┏━━

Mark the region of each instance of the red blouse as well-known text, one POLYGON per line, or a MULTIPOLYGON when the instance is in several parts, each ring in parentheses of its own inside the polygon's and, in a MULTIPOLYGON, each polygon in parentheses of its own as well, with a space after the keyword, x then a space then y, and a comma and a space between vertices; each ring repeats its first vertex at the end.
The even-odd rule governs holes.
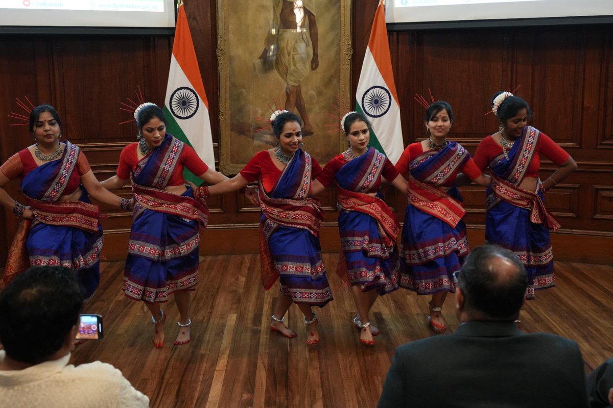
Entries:
MULTIPOLYGON (((335 176, 338 171, 341 169, 341 168, 346 165, 348 161, 347 159, 345 158, 345 155, 342 153, 337 155, 332 158, 332 160, 328 162, 328 164, 326 165, 324 168, 323 171, 322 171, 321 174, 317 177, 317 179, 319 180, 324 187, 329 187, 330 185, 334 181, 335 176)), ((383 171, 382 172, 383 177, 385 179, 389 182, 394 181, 394 180, 398 177, 398 172, 396 171, 396 169, 394 167, 392 162, 387 159, 387 157, 383 161, 383 171)), ((381 178, 376 180, 376 182, 373 184, 371 190, 374 191, 379 189, 379 187, 381 185, 381 178)))
MULTIPOLYGON (((526 170, 525 177, 538 177, 538 171, 541 168, 541 152, 545 157, 558 166, 563 165, 570 157, 570 155, 558 146, 555 142, 551 139, 551 138, 541 132, 538 144, 535 149, 534 155, 526 170)), ((479 146, 477 146, 477 151, 474 154, 474 163, 477 167, 482 171, 487 168, 490 162, 495 157, 502 154, 502 146, 497 143, 491 136, 488 136, 482 140, 479 146)))
MULTIPOLYGON (((62 160, 61 158, 58 159, 62 160)), ((23 179, 28 173, 38 167, 32 153, 27 148, 21 150, 9 158, 4 163, 0 166, 0 171, 9 180, 23 179)), ((68 184, 62 193, 63 196, 68 196, 74 193, 81 184, 81 176, 91 169, 89 163, 83 152, 79 152, 77 158, 77 171, 73 171, 70 178, 68 179, 68 184)))
MULTIPOLYGON (((421 142, 411 143, 406 146, 406 149, 402 152, 400 158, 396 163, 396 170, 403 176, 406 174, 409 171, 409 165, 411 160, 424 153, 424 148, 422 147, 421 142)), ((481 171, 479 169, 477 165, 470 157, 466 161, 466 163, 460 168, 460 171, 466 175, 471 180, 474 180, 481 175, 481 171)), ((445 185, 451 185, 455 181, 455 176, 457 173, 453 174, 449 181, 445 184, 445 185)))
MULTIPOLYGON (((313 156, 311 156, 311 160, 313 163, 311 179, 314 180, 315 177, 321 172, 321 166, 318 164, 313 156)), ((258 179, 262 180, 264 190, 267 193, 270 193, 275 188, 276 181, 283 172, 273 163, 268 151, 265 150, 258 152, 252 157, 240 172, 240 175, 249 183, 258 179)))
MULTIPOLYGON (((117 167, 117 177, 121 180, 128 180, 130 178, 130 172, 136 170, 136 166, 139 164, 139 158, 136 154, 138 145, 138 142, 134 142, 128 144, 121 150, 121 154, 119 157, 119 166, 117 167)), ((196 150, 186 144, 183 146, 177 165, 170 175, 168 186, 185 184, 183 169, 186 167, 196 176, 202 176, 208 170, 208 166, 202 161, 196 150)))

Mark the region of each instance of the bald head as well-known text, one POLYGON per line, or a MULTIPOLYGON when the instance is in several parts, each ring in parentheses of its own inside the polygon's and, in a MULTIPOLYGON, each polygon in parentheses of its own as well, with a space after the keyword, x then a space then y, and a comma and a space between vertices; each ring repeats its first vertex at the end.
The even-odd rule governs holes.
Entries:
POLYGON ((495 245, 471 251, 458 278, 465 307, 492 320, 516 318, 527 284, 524 265, 512 252, 495 245))

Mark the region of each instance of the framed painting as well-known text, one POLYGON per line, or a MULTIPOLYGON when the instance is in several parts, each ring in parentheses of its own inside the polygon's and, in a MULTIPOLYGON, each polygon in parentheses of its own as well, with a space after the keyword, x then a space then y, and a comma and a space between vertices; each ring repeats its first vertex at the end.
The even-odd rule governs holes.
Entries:
POLYGON ((277 109, 300 117, 305 150, 327 163, 346 148, 337 117, 351 100, 351 0, 217 4, 221 171, 276 146, 277 109))

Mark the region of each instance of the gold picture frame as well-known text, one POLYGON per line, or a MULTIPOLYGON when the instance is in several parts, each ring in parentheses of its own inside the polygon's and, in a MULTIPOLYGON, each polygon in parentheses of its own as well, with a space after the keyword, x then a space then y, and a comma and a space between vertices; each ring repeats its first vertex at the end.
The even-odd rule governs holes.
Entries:
POLYGON ((267 119, 272 111, 287 103, 286 90, 289 85, 293 89, 297 86, 291 82, 299 83, 304 100, 302 110, 297 103, 294 111, 301 118, 303 113, 313 127, 308 135, 304 132, 308 127, 303 124, 305 150, 322 165, 345 150, 346 141, 337 117, 345 113, 341 105, 351 100, 351 0, 218 0, 217 6, 221 172, 236 174, 256 153, 275 145, 272 130, 266 128, 270 125, 267 119), (287 3, 294 7, 297 22, 303 17, 297 30, 275 26, 278 11, 287 3), (316 28, 314 40, 313 26, 316 28), (292 70, 300 67, 294 60, 286 61, 295 58, 297 35, 318 50, 319 60, 316 66, 309 59, 308 69, 303 63, 305 76, 297 80, 293 74, 281 73, 285 74, 288 65, 292 70), (290 57, 286 56, 284 46, 294 47, 290 57))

┗━━

— GIVEN INSTRUCTION —
Reproduce the lines beginning at the one containing "Mark the region of each instance of the bald" and ending after the one containing "POLYGON ((495 245, 471", renaming "bald head" to "shaved head" and leaving everything else unchanged.

— SOLUTION TO THIS EXERCISE —
Mark the region of each instance of the shaved head as well-known text, one POLYGON per line, or a MULTIPOLYGON when the instance is in several parts, each ring in parentheses of its own inside the polygon's and, in a MULTIPOLYGON, each polygon in parentheses of its own as well, with a space after the keyword, x then a space then y, and a comma and a space between vertices; each ring repeats its first vertex at the end.
The even-odd rule governs holes.
Entries:
POLYGON ((495 245, 471 251, 458 278, 465 307, 492 320, 516 318, 527 284, 524 265, 512 252, 495 245))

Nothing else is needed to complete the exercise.